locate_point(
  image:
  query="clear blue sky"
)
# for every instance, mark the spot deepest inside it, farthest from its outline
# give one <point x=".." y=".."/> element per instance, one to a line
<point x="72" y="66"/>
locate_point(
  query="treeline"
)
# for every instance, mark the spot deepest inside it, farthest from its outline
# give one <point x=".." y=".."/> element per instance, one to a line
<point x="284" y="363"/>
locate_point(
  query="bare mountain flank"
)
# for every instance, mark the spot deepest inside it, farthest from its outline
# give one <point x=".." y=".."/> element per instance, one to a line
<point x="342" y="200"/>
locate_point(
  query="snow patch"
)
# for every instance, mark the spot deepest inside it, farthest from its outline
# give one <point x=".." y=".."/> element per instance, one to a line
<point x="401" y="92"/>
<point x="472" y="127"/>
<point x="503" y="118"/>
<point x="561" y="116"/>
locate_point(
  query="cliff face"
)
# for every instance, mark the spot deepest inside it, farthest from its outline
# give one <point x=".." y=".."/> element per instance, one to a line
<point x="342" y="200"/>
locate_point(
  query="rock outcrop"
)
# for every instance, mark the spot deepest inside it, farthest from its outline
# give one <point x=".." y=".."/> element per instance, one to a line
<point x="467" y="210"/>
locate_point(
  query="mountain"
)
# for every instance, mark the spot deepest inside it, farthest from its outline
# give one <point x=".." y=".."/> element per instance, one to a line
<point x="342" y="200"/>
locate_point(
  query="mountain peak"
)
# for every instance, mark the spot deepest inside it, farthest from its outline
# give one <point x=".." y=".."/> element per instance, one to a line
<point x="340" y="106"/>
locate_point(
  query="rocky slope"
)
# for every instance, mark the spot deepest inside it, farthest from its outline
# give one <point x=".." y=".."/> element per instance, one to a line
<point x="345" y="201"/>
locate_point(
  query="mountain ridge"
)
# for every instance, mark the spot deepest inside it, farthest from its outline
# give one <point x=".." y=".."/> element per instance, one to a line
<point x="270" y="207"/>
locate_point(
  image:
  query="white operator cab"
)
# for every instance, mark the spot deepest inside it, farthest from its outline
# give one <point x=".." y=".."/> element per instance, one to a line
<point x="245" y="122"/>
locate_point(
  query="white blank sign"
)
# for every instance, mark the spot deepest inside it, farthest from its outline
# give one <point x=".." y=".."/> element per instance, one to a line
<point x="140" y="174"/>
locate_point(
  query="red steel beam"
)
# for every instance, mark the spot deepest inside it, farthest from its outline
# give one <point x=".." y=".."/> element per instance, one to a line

TRY IT: The entries above must be transcribed word for word.

ANSWER:
locate_point(
  image:
  query="clear blue sky"
)
# for every instance, mark the spot deepest inside it, farthest from its outline
# give one <point x=".." y=".."/> element per instance, one to a line
<point x="72" y="66"/>
locate_point(
  query="treeline"
)
# for every instance, mark the spot deepest inside it, farthest from its outline
# give one <point x=".." y=".."/> element per instance, one to a line
<point x="284" y="363"/>
locate_point(
  query="bare mountain flank"
)
# for every instance, mark the spot deepest inside it, farthest from its outline
# give one <point x=".." y=".."/> element per instance, one to a line
<point x="342" y="200"/>
locate_point(
  query="snow patch"
)
# for every instance, mark the spot deepest inside it, farthest from its outline
# give one <point x=".." y=".."/> element per instance, one to a line
<point x="401" y="92"/>
<point x="472" y="127"/>
<point x="503" y="118"/>
<point x="561" y="116"/>
locate_point(
  query="cliff face"
)
# for every instance, mark the spot deepest inside it, farthest from its outline
# give one <point x=".." y=".."/> element per instance, one to a line
<point x="342" y="200"/>
locate_point(
  query="rock outcrop"
)
# for every instance, mark the spot deepest inside it, farthest from its outline
# give one <point x=".." y=".."/> element per instance, one to a line
<point x="467" y="210"/>
locate_point(
  query="mountain"
)
# for every instance, mark the spot deepest inside it, farthest from its outline
# give one <point x=".." y=".."/> element per instance, one to a line
<point x="342" y="200"/>
locate_point(
  query="mountain peak"
)
# for every instance, mark the spot deepest inside it, farthest from its outline
# give one <point x=".." y=".."/> element per instance, one to a line
<point x="340" y="106"/>
locate_point(
  query="rocky slope"
)
# for every instance, mark the spot deepest inside it, farthest from its outline
# give one <point x=".." y=".."/> element per instance, one to a line
<point x="345" y="201"/>
locate_point(
  query="mountain ridge"
)
# for every instance, mark the spot deepest inside it, farthest from its outline
# give one <point x=".." y=".."/> element per instance, one to a line
<point x="270" y="207"/>
locate_point(
  image:
  query="white operator cab"
)
# for every instance, mark the spot deepest inside it, farthest from its outline
# give one <point x=".." y=".."/> element per instance, one to a line
<point x="245" y="122"/>
locate_point(
  query="white blank sign"
)
# for every instance, mark the spot deepest inside it, farthest from its outline
# give one <point x=".." y=".."/> element per instance, one to a line
<point x="140" y="174"/>
locate_point(
  query="red steel beam"
)
# for every instance, mark the spot deepest inside it, farthest from its outline
# give one <point x=".." y=".."/> element per instance, one to a line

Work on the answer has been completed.